*PROBLEM*
Pull out every line in the entries below that contains the word "stone".
═══ THE INPUT ═══
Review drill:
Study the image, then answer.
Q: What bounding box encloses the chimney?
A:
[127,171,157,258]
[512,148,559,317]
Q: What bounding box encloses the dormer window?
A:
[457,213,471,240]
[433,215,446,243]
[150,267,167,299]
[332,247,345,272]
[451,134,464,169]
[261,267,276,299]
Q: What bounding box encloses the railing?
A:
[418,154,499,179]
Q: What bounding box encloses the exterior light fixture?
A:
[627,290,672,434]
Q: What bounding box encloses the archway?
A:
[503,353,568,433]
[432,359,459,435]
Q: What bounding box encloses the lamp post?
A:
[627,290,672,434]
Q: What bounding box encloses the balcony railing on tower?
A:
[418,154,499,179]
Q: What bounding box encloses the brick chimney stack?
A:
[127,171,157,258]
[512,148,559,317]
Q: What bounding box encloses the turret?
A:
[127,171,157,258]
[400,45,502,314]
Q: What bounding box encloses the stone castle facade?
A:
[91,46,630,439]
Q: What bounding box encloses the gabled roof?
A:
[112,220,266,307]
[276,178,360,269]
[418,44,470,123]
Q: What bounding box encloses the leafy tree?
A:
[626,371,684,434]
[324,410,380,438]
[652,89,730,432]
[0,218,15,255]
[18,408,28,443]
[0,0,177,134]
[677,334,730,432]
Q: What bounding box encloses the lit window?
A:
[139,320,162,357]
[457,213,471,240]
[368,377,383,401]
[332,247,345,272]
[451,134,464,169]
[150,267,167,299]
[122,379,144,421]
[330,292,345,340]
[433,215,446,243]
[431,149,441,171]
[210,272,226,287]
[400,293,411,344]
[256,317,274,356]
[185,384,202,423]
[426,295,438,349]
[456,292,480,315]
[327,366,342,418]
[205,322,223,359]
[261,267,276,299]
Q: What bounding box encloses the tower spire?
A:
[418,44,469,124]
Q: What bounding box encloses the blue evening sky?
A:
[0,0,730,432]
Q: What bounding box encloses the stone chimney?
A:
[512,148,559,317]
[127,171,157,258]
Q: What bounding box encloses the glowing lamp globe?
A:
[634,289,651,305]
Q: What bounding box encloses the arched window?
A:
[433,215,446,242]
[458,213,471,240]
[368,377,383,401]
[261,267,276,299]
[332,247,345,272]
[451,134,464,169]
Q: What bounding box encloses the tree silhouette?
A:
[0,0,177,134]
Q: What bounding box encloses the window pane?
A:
═══
*PROBLEM SOLUTION*
Q: What bounding box encloses the stone castle facade?
Q: What bounding box encloses the stone chimney?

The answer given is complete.